AIM OF THE EXERCISE: Take the line that contains "of the sandal" and every line after it in the material below, and quote them exactly.

[Rows from a pointing dataset]
+++++
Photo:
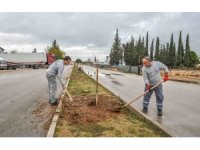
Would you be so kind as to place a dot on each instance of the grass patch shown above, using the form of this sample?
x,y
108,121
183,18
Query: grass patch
x,y
78,119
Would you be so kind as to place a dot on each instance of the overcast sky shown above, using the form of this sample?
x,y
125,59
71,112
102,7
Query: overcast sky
x,y
84,35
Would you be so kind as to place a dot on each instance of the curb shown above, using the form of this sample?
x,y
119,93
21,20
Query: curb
x,y
54,122
145,117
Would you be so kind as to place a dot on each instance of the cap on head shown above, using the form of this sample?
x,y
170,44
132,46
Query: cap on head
x,y
146,61
67,60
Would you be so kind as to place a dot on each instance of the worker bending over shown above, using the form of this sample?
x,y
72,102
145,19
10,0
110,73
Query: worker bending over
x,y
151,75
56,69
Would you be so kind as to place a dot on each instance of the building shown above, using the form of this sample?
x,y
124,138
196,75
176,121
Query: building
x,y
107,59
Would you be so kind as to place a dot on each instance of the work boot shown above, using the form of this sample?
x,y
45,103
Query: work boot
x,y
160,113
145,110
55,103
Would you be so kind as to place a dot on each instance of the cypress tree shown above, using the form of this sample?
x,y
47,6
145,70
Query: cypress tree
x,y
180,53
116,53
147,44
157,50
152,49
187,52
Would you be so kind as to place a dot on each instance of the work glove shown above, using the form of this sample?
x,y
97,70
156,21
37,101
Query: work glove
x,y
166,77
148,87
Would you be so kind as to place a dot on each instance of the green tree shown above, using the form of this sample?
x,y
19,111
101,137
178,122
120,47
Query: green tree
x,y
55,49
171,52
180,53
187,52
194,59
157,50
116,54
79,61
152,49
147,44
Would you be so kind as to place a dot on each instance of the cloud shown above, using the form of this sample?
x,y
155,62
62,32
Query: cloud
x,y
78,33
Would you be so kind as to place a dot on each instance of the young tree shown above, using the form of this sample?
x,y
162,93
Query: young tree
x,y
180,53
55,49
116,53
152,49
187,52
147,44
194,59
171,51
157,50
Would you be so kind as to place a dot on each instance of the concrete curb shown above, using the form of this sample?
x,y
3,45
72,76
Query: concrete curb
x,y
147,118
54,122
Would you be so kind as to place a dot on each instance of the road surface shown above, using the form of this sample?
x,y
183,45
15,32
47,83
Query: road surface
x,y
181,104
24,108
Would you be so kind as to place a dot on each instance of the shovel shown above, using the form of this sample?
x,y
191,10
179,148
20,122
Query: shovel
x,y
136,98
66,91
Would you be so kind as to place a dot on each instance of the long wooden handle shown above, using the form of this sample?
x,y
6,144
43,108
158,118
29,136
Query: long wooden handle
x,y
143,93
69,95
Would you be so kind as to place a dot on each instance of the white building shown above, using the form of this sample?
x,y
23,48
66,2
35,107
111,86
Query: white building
x,y
1,50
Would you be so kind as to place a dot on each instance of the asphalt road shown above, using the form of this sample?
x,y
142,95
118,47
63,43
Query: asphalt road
x,y
24,108
181,104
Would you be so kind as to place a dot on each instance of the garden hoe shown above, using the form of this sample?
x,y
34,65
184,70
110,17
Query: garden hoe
x,y
118,109
66,91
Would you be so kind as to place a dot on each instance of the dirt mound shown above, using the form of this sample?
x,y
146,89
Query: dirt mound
x,y
83,110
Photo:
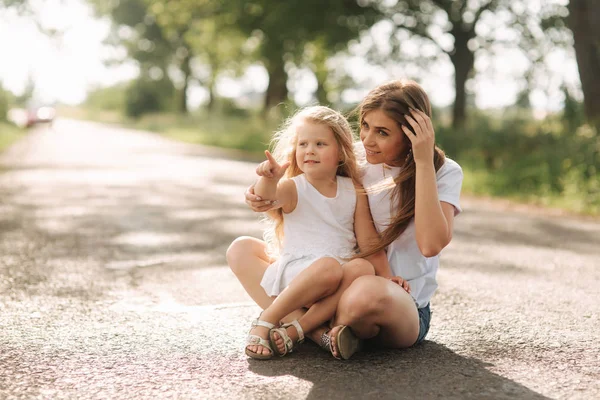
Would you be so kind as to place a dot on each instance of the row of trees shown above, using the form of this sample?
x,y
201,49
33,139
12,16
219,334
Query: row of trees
x,y
178,42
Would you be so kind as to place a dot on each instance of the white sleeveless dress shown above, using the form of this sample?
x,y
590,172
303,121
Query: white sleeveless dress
x,y
318,227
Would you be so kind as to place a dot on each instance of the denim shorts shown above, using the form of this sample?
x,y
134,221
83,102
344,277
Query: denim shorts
x,y
424,320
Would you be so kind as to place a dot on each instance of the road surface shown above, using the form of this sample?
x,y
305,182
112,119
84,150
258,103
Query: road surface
x,y
114,285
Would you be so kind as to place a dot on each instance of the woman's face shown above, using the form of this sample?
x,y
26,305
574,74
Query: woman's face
x,y
383,139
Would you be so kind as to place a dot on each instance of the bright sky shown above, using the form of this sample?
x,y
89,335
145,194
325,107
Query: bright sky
x,y
66,67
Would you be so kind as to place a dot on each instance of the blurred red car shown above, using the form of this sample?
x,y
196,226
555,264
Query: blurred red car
x,y
44,114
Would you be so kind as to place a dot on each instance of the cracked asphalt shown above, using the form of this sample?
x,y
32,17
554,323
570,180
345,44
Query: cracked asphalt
x,y
114,285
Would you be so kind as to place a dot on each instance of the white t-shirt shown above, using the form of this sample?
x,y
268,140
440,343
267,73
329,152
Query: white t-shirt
x,y
404,255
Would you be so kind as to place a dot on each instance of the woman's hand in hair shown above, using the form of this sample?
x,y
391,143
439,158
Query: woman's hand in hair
x,y
423,140
258,204
401,282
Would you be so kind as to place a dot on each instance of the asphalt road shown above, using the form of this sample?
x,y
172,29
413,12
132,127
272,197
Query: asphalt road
x,y
114,285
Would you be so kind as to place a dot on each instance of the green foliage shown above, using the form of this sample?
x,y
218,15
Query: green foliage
x,y
6,99
145,96
542,161
9,134
110,98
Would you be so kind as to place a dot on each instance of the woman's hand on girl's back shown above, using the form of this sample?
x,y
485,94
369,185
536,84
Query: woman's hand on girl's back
x,y
401,282
423,140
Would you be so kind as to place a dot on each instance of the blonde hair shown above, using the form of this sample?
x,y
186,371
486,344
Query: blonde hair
x,y
284,149
395,99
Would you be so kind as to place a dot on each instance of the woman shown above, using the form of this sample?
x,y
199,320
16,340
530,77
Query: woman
x,y
414,194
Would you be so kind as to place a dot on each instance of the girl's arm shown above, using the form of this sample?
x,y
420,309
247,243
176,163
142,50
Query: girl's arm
x,y
366,234
270,186
433,219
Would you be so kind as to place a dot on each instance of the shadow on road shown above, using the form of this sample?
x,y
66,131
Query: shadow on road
x,y
522,230
430,370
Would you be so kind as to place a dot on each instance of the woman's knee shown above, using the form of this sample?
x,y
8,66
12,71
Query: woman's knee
x,y
240,248
357,268
366,296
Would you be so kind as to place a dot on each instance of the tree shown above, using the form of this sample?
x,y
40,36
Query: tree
x,y
136,30
286,27
199,32
584,21
459,29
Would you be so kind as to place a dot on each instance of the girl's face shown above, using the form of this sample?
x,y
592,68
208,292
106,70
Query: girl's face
x,y
317,150
383,139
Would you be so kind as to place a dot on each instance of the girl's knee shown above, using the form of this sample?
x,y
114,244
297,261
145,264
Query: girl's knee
x,y
357,268
330,272
241,247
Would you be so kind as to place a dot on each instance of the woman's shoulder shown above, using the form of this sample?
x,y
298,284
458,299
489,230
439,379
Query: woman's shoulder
x,y
450,167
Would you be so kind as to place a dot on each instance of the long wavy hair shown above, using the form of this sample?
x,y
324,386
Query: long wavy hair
x,y
394,99
284,149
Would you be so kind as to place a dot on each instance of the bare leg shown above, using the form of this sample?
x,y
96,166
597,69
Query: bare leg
x,y
248,260
324,310
376,308
319,280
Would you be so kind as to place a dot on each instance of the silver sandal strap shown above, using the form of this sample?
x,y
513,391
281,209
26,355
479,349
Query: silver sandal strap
x,y
299,329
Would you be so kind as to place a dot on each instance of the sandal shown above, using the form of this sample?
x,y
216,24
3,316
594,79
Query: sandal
x,y
288,343
257,340
347,343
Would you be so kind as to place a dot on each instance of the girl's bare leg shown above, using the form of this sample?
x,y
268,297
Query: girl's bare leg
x,y
248,260
376,308
324,310
319,280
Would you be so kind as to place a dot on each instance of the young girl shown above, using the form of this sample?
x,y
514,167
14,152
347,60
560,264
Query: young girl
x,y
414,193
319,213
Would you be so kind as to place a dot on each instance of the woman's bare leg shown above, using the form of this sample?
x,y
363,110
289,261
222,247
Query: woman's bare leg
x,y
379,309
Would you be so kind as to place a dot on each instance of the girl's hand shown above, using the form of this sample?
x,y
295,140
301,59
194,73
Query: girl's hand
x,y
256,203
270,168
423,140
401,282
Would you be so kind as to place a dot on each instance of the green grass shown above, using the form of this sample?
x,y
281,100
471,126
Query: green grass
x,y
479,182
9,134
517,173
251,133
+++++
SOLUTION FOR THIS EXERCISE:
Would you be so kind as to place a dot on each instance of the sandal shown above, using the form of this sample?
x,y
216,24
3,316
594,79
Query: sandal
x,y
288,343
257,340
347,343
Would you be so kind as to place a dot on each instance of the girl's bare leg shown above, using the form of this sample?
x,y
268,297
Query: girl's bare leg
x,y
248,260
376,308
324,310
319,280
Would you be so kind as to place a dot on each instance of the young girl shown above, using the form of this sample?
x,y
514,167
14,152
347,60
560,264
Query: young girl
x,y
414,193
319,213
Would you be so kind as to place a dot on each instance of the woman's bare leg shown above, using the form of this sample?
x,y
363,110
289,261
222,247
Query: woman's bare leg
x,y
379,309
Would you be so kind as to place a dot on each instance of the girl's hand shown above, using the form of this sample?
x,y
295,140
301,59
194,73
Query: girl's hand
x,y
256,203
270,168
423,140
401,282
Would you be so kind as to place a dot on each instance of the green grass shown above, using the form of this sample?
x,y
281,100
471,126
Query: green grass
x,y
479,182
9,134
517,173
251,133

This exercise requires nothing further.